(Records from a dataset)
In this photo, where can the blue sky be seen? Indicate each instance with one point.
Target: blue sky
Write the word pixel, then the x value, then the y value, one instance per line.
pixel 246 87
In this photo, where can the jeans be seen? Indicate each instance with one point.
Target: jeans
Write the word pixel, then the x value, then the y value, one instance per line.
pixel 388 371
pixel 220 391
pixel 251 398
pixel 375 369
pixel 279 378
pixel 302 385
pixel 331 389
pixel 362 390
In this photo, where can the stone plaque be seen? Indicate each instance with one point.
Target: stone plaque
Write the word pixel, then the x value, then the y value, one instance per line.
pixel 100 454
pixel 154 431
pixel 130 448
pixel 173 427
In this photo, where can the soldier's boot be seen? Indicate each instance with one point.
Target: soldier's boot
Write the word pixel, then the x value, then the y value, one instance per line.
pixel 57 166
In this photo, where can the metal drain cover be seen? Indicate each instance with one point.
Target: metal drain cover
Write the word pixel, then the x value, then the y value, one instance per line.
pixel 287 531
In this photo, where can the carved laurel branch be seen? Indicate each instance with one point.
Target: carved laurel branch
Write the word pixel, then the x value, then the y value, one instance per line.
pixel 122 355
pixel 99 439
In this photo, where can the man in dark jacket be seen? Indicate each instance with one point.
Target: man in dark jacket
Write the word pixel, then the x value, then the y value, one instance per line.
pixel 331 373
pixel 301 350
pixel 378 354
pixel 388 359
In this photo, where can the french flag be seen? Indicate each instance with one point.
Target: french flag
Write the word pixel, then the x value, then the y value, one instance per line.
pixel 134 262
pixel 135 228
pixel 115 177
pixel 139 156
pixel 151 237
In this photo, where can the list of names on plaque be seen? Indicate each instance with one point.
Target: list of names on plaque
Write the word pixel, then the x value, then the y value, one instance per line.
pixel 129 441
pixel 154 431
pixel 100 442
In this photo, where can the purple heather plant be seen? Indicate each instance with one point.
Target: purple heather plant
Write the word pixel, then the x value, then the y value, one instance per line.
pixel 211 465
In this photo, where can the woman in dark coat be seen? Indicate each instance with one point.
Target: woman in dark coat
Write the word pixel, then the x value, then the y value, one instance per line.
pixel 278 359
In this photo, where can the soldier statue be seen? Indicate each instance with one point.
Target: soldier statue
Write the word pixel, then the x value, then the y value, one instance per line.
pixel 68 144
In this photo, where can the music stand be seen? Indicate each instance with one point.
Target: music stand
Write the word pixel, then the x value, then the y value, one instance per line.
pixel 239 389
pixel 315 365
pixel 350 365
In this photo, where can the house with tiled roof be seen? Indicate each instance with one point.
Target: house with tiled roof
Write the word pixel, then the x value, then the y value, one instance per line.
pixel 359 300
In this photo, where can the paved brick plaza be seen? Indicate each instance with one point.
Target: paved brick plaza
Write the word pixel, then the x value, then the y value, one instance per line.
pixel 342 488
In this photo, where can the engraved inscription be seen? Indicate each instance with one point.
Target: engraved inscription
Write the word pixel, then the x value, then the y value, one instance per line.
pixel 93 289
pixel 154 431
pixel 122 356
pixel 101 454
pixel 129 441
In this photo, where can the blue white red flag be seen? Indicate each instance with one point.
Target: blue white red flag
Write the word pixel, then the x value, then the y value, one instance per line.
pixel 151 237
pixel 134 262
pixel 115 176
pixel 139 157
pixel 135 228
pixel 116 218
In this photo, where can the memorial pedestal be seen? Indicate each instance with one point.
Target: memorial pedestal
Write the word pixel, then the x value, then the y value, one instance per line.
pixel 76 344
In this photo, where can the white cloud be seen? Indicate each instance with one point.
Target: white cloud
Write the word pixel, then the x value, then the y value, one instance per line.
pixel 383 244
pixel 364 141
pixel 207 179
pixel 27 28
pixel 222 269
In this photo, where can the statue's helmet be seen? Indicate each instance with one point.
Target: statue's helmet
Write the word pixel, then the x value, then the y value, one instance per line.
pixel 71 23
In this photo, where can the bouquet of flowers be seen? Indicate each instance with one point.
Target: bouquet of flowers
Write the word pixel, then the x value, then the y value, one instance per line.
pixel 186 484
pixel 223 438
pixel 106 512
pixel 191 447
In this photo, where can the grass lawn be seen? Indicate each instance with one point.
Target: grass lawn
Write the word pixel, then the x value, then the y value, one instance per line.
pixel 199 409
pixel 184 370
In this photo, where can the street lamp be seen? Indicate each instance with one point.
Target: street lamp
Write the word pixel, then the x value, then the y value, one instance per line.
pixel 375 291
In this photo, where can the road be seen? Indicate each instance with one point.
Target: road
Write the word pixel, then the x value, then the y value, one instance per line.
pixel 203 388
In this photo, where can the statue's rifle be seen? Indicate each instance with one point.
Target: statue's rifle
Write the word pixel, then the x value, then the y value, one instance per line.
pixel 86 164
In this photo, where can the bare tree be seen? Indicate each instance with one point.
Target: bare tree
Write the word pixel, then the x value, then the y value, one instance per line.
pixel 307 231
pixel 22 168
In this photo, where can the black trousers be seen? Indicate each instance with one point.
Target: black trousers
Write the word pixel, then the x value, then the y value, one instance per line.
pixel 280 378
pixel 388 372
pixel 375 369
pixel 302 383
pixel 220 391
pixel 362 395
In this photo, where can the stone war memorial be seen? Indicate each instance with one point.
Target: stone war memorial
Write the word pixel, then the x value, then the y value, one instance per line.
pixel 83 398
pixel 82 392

Task prompt:
Turn every line of the listing above into a numbered list, leaving out any blank lines.

Finished task:
1. In this photo, where can the blue sky be seen? Indicate each instance with one point.
2. Target: blue sky
3. Write the word pixel, then the x value, then the y value, one instance per line.
4. pixel 246 87
5. In this photo, where can the jeans be seen? Indicate each instance with one point.
6. Target: jeans
7. Write the word pixel, then the x value, then the y value, one instance per line.
8. pixel 388 371
9. pixel 220 391
10. pixel 251 398
11. pixel 375 369
12. pixel 279 378
13. pixel 302 385
14. pixel 331 389
15. pixel 362 390
16. In this photo, where can the stone plaque be seen? Indicate each instance with one point.
17. Target: stone plaque
18. Write the word pixel, then the x value, then the y value, one instance per line.
19. pixel 100 454
20. pixel 154 431
21. pixel 130 448
22. pixel 173 427
23. In this photo, where can the soldier's boot be seen? Indicate each instance with one point.
24. Target: soldier's boot
25. Write the word pixel, then the x value, then the y value, one instance per line.
26. pixel 57 166
27. In this photo, where can the metal drain cover be seen? Indicate each instance with one point.
28. Target: metal drain cover
29. Write the word pixel, then the x value, then the y value, one instance per line.
30. pixel 287 531
31. In this photo, where can the carved laurel branch be seen? Indicate each instance with one point.
32. Target: carved laurel branch
33. Write the word pixel, then the x value, then the y value, one instance per line.
34. pixel 122 355
35. pixel 99 439
36. In this photo, where can the man in dark jacket be seen? Indicate each instance with one point.
37. Target: man in dark jacket
38. Write the word pixel, then the x value, then the y value, one instance per line.
39. pixel 331 373
40. pixel 301 350
41. pixel 378 354
42. pixel 388 359
43. In this photo, where can the french flag be seen? Indicate each instance with one point.
44. Target: french flag
45. Write the word pixel, then the x value, then the y value, one instance per line.
46. pixel 134 262
47. pixel 135 228
48. pixel 115 177
49. pixel 139 156
50. pixel 151 237
51. In this photo, where can the list of names on plaque be seen? Indicate each instance with one point.
52. Target: list of names on plaque
53. Write the word pixel, then the x value, then the y value, one instance per line.
54. pixel 129 441
55. pixel 154 431
56. pixel 100 442
57. In this photo, where can the purple heather plant be seen? Indicate each instance with one point.
58. Target: purple heather plant
59. Write the word pixel, then the x value, then the y value, one instance per line.
60. pixel 211 465
61. In this photo, where can the woman in dark coat be seen? Indicate each instance with one point.
62. Target: woman in dark coat
63. Write the word pixel, then the x value, then the y value, one instance per line.
64. pixel 278 359
65. In this photo, where can the soldier statue be seen? Indicate each instance with one point.
66. Target: soldier statue
67. Write the word pixel, then the x value, then the y value, one instance per line.
68. pixel 68 144
69. In this photo, where can the music stand be seen? Indicate each instance with one point.
70. Target: music stand
71. Write the word pixel, then the x value, then the y value, one instance per line.
72. pixel 239 389
73. pixel 315 365
74. pixel 350 365
75. In this photo, where can the house with tiled roof be seen? Indicate each instance with one point.
76. Target: house with tiled roof
77. Write the word pixel, then the x value, then the y value, one instance per line.
78. pixel 359 300
79. In this photo, where can the paved brick plaza be seen? Indicate each instance with one point.
80. Target: paved brick plaza
81. Write the word pixel, then the x value, then the y value, one instance per line.
82. pixel 342 488
83. In this photo, where can the engraved inscription be seen? Indicate each instance with one point.
84. Target: engraved inscription
85. Write the word pixel, then the x value, then the y value, one instance per line.
86. pixel 93 289
87. pixel 154 431
88. pixel 122 356
89. pixel 101 454
90. pixel 129 441
91. In this photo, where can the blue white red flag be seen? Indicate each instance with one point.
92. Target: blue white red flag
93. Write the word pixel, then the x value, then the y value, one instance per line.
94. pixel 151 237
95. pixel 134 262
96. pixel 115 176
97. pixel 139 157
98. pixel 135 228
99. pixel 116 218
100. In this photo, where can the memorial pedestal be seen? Indicate each instance with one point.
101. Target: memorial pedestal
102. Write the word pixel, then the x value, then the y value, one instance per line.
103. pixel 76 344
104. In this photo, where can the white cloud be seen? Indicate each instance with one point.
105. Target: white cloud
106. Write the word pixel, then the x value, then the y value, one instance per line.
107. pixel 383 244
108. pixel 364 141
109. pixel 207 179
110. pixel 27 28
111. pixel 222 269
112. In this photo, where can the statue's helmet be seen? Indicate each instance with one point.
113. Target: statue's helmet
114. Write the word pixel, then the x value, then the y value, one instance per line.
115. pixel 71 23
116. In this photo, where can the bouquet of flowers be seen? Indicate each instance with one point.
117. Target: bouquet of flowers
118. Write the word pixel, then the x value, then the y value, one instance per line.
119. pixel 186 484
120. pixel 223 438
121. pixel 106 512
122. pixel 191 447
123. In this photo, where can the grass lawn be seen? Indicate each instance with one point.
124. Target: grass lawn
125. Write the word pixel, then the x value, then the y value, one instance per line.
126. pixel 199 409
127. pixel 184 370
128. In this photo, where can the street lamp be seen? Indicate each instance with one point.
129. Target: street lamp
130. Write the word pixel, then the x value, then the y value, one instance per line.
131. pixel 375 291
132. In this photo, where can the road be seen? Indicate each instance with one point.
133. Target: road
134. Write the word pixel, then the x value, then the y value, one instance per line.
135. pixel 203 388
136. In this photo, where can the statue's rifle be seen? Indicate each instance with one point.
137. Target: statue's rifle
138. Write the word pixel, then the x value, then the y value, one instance per line.
139. pixel 86 164
140. In this photo, where can the bare tree be seen? Indicate each instance with one point.
141. Target: bare tree
142. Write the word pixel, then the x value, then the y value, one instance per line.
143. pixel 307 231
144. pixel 22 168
145. In this photo, where can the black trousers be seen? Indicate each instance with one point.
146. Target: black trousers
147. Write the word pixel, then the x value, then the y value, one instance per line.
148. pixel 280 378
149. pixel 388 372
150. pixel 375 369
151. pixel 302 383
152. pixel 220 391
153. pixel 362 395
154. In this photo, where can the stone war memorial be seen? Indicate each instance with one point.
155. Target: stone war memorial
156. Write the word pixel, then the x value, then the y value, one instance per line.
157. pixel 83 398
158. pixel 82 392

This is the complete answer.